→ **YOUR TASK**:
Exclude images, then output the remaining data verbatim.

→ **DATA EXTRACT**:
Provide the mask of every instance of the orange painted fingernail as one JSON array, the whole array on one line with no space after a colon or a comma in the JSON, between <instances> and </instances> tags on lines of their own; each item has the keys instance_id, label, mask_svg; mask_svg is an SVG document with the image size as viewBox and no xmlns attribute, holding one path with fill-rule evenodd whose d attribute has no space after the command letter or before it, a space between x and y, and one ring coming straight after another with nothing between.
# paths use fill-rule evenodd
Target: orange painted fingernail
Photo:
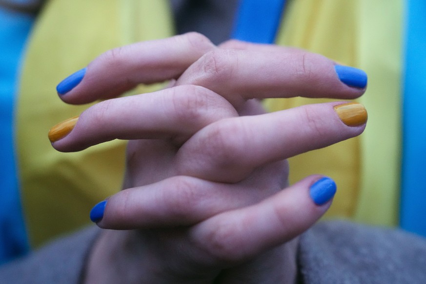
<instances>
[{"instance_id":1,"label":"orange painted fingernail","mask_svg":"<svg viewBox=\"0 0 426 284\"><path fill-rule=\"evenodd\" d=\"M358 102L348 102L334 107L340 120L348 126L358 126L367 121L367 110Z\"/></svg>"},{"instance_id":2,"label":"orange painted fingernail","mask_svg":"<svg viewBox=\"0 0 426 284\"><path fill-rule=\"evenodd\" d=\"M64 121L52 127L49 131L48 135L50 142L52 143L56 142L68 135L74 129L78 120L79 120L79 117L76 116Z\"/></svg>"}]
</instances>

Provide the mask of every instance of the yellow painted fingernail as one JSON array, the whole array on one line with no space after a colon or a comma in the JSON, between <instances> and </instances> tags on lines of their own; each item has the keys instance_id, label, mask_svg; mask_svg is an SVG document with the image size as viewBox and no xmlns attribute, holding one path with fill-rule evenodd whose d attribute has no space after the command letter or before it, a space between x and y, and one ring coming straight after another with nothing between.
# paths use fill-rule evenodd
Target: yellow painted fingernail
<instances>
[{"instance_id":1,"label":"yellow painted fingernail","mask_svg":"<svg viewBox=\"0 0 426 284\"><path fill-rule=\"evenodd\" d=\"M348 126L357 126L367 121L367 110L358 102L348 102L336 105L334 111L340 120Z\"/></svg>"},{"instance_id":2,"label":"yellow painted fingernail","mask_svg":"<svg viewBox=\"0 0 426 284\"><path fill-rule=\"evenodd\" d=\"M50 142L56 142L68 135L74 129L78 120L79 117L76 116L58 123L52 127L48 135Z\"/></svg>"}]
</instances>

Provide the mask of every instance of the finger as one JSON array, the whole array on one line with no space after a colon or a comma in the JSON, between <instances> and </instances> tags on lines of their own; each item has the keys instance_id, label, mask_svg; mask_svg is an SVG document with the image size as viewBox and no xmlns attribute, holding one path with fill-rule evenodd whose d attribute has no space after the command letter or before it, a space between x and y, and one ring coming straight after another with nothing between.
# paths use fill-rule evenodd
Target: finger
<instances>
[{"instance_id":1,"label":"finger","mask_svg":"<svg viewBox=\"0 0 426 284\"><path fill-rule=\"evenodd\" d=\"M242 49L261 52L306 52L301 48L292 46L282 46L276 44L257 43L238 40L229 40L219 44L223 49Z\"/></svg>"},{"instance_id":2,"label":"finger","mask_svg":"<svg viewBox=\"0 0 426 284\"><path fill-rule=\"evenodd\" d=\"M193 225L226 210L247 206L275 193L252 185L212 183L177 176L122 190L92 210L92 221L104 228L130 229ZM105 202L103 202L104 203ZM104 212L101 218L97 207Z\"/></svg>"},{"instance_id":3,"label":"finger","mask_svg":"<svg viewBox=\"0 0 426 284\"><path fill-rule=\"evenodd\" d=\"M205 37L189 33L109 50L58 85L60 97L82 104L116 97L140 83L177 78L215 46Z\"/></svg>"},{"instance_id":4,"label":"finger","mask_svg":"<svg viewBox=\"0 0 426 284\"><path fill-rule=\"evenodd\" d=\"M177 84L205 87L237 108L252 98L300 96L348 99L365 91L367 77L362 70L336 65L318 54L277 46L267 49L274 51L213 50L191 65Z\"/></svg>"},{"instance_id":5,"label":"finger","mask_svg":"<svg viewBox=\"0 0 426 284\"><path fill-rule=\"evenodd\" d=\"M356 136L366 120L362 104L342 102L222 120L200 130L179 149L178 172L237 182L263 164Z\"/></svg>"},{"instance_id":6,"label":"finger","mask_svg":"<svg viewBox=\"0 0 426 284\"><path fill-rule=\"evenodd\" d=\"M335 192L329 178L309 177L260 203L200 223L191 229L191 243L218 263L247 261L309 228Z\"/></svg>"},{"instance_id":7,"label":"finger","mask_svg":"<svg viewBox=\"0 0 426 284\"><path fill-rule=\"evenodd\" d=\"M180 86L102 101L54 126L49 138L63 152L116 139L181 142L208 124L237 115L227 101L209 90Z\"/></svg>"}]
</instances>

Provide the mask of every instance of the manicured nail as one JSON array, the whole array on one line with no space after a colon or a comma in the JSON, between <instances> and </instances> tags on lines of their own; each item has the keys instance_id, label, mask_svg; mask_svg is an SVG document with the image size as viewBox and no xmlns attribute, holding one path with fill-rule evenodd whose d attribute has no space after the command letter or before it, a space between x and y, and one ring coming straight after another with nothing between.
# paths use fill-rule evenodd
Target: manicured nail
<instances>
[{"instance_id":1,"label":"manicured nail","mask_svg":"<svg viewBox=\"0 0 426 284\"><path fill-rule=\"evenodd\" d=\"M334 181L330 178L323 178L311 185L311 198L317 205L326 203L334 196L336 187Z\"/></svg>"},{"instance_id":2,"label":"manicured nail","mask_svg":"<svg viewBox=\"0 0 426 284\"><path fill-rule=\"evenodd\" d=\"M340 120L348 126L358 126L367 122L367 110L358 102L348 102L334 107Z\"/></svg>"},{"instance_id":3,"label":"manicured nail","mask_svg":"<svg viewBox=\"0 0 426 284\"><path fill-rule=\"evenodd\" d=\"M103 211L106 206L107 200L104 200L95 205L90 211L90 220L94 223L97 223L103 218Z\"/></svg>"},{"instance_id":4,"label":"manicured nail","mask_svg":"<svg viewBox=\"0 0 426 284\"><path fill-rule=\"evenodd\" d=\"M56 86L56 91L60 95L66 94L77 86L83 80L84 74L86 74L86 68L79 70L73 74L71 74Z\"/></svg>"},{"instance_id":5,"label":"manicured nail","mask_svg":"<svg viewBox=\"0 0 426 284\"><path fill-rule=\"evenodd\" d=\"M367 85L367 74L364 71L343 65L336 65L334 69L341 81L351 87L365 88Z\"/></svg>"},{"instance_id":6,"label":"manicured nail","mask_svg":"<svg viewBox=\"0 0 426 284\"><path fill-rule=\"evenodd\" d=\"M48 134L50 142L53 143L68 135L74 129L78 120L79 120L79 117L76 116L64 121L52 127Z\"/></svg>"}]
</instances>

→ **EXERCISE SOLUTION**:
Provide the mask of every instance of the orange painted fingernail as one JSON array, the whole array on one line with no space after a colon or a comma in the JSON, between <instances> and </instances> tags on lines of their own; each item has the keys instance_id, label, mask_svg; mask_svg is an SVG document with the image size as viewBox and no xmlns attribute, holding one path with fill-rule evenodd whose d attribute has no space after the command letter or before it, a space between x and y, and one ring coming straight after another with nothing between.
# paths use fill-rule evenodd
Target: orange painted fingernail
Photo:
<instances>
[{"instance_id":1,"label":"orange painted fingernail","mask_svg":"<svg viewBox=\"0 0 426 284\"><path fill-rule=\"evenodd\" d=\"M358 102L348 102L334 107L340 120L348 126L358 126L367 121L367 110Z\"/></svg>"},{"instance_id":2,"label":"orange painted fingernail","mask_svg":"<svg viewBox=\"0 0 426 284\"><path fill-rule=\"evenodd\" d=\"M64 121L52 127L49 131L48 135L50 142L52 143L56 142L68 135L74 129L78 120L79 120L79 117L76 116Z\"/></svg>"}]
</instances>

Provide the mask of every instance of the yellow painted fingernail as one JSON array, the whole array on one line with no space after a colon or a comma in the JSON, between <instances> and </instances> tags on lines of their own; each item has the keys instance_id, label, mask_svg; mask_svg is an SVG document with the image size as viewBox and no xmlns attribute, holding one path with fill-rule evenodd whose d attribute has no space after the command letter or before it, a space between x and y, and one ring coming straight after another with nothing between.
# paths use fill-rule evenodd
Target: yellow painted fingernail
<instances>
[{"instance_id":1,"label":"yellow painted fingernail","mask_svg":"<svg viewBox=\"0 0 426 284\"><path fill-rule=\"evenodd\" d=\"M348 126L357 126L367 121L367 110L358 102L348 102L336 105L334 111L340 120Z\"/></svg>"},{"instance_id":2,"label":"yellow painted fingernail","mask_svg":"<svg viewBox=\"0 0 426 284\"><path fill-rule=\"evenodd\" d=\"M50 142L56 142L68 135L74 129L78 120L79 117L76 116L58 123L52 127L48 135Z\"/></svg>"}]
</instances>

Provide the mask of every instance of the finger as one JSON array, the whole array on one line with no space after a colon or a comma in the JSON, between <instances> and </instances> tags on lines of their own; each item has the keys instance_id, label, mask_svg; mask_svg is an SVG document with the image size as viewBox and no xmlns attribute, holding one path with fill-rule evenodd whose d attribute has no space after the command letter or before it, a space between x and y, and one ring coming straight after another with nothing between.
# paths use fill-rule evenodd
Target: finger
<instances>
[{"instance_id":1,"label":"finger","mask_svg":"<svg viewBox=\"0 0 426 284\"><path fill-rule=\"evenodd\" d=\"M242 49L261 52L306 52L301 48L292 46L282 46L276 44L257 43L238 40L229 40L219 44L223 49Z\"/></svg>"},{"instance_id":2,"label":"finger","mask_svg":"<svg viewBox=\"0 0 426 284\"><path fill-rule=\"evenodd\" d=\"M193 225L226 210L247 206L275 193L252 185L212 183L177 176L122 190L92 210L92 221L104 228L130 229ZM105 202L103 202L104 203ZM104 212L101 218L97 207Z\"/></svg>"},{"instance_id":3,"label":"finger","mask_svg":"<svg viewBox=\"0 0 426 284\"><path fill-rule=\"evenodd\" d=\"M205 37L189 33L109 50L58 85L60 97L82 104L116 97L140 83L177 78L215 46Z\"/></svg>"},{"instance_id":4,"label":"finger","mask_svg":"<svg viewBox=\"0 0 426 284\"><path fill-rule=\"evenodd\" d=\"M177 84L205 87L237 108L252 98L300 96L348 99L365 91L367 77L362 70L336 65L318 54L277 46L267 49L274 51L213 50L191 65Z\"/></svg>"},{"instance_id":5,"label":"finger","mask_svg":"<svg viewBox=\"0 0 426 284\"><path fill-rule=\"evenodd\" d=\"M356 136L366 120L362 104L342 102L222 120L200 130L179 149L178 172L237 182L263 164Z\"/></svg>"},{"instance_id":6,"label":"finger","mask_svg":"<svg viewBox=\"0 0 426 284\"><path fill-rule=\"evenodd\" d=\"M335 192L329 178L309 177L260 203L200 223L191 229L191 243L218 263L247 261L309 228Z\"/></svg>"},{"instance_id":7,"label":"finger","mask_svg":"<svg viewBox=\"0 0 426 284\"><path fill-rule=\"evenodd\" d=\"M180 86L102 101L54 126L49 138L63 152L116 139L181 142L208 124L237 115L227 101L209 90Z\"/></svg>"}]
</instances>

Provide the mask of every instance of the manicured nail as one JSON array, the whole array on one line with no space after a colon or a comma in the JSON, between <instances> and </instances> tags on lines of their own; each item has the keys instance_id, label, mask_svg; mask_svg is an SVG document with the image size as viewBox and no xmlns attribute, holding one path with fill-rule evenodd whose d attribute has no space after the command letter or before it, a space between x and y, and one ring coming straight after another with nothing between.
# paths use fill-rule evenodd
Target: manicured nail
<instances>
[{"instance_id":1,"label":"manicured nail","mask_svg":"<svg viewBox=\"0 0 426 284\"><path fill-rule=\"evenodd\" d=\"M334 181L330 178L323 178L311 185L311 198L317 205L326 203L334 196L336 187Z\"/></svg>"},{"instance_id":2,"label":"manicured nail","mask_svg":"<svg viewBox=\"0 0 426 284\"><path fill-rule=\"evenodd\" d=\"M340 120L348 126L358 126L367 122L367 110L358 102L348 102L334 107Z\"/></svg>"},{"instance_id":3,"label":"manicured nail","mask_svg":"<svg viewBox=\"0 0 426 284\"><path fill-rule=\"evenodd\" d=\"M103 211L106 206L107 200L104 200L95 205L90 211L90 220L94 223L97 223L103 218Z\"/></svg>"},{"instance_id":4,"label":"manicured nail","mask_svg":"<svg viewBox=\"0 0 426 284\"><path fill-rule=\"evenodd\" d=\"M56 86L56 91L60 95L66 94L77 86L83 80L84 74L86 74L86 68L79 70L73 74L71 74Z\"/></svg>"},{"instance_id":5,"label":"manicured nail","mask_svg":"<svg viewBox=\"0 0 426 284\"><path fill-rule=\"evenodd\" d=\"M367 85L367 74L364 71L343 65L336 65L334 69L341 81L351 87L365 88Z\"/></svg>"},{"instance_id":6,"label":"manicured nail","mask_svg":"<svg viewBox=\"0 0 426 284\"><path fill-rule=\"evenodd\" d=\"M48 134L50 142L53 143L68 135L74 129L78 120L79 120L79 117L76 116L64 121L52 127Z\"/></svg>"}]
</instances>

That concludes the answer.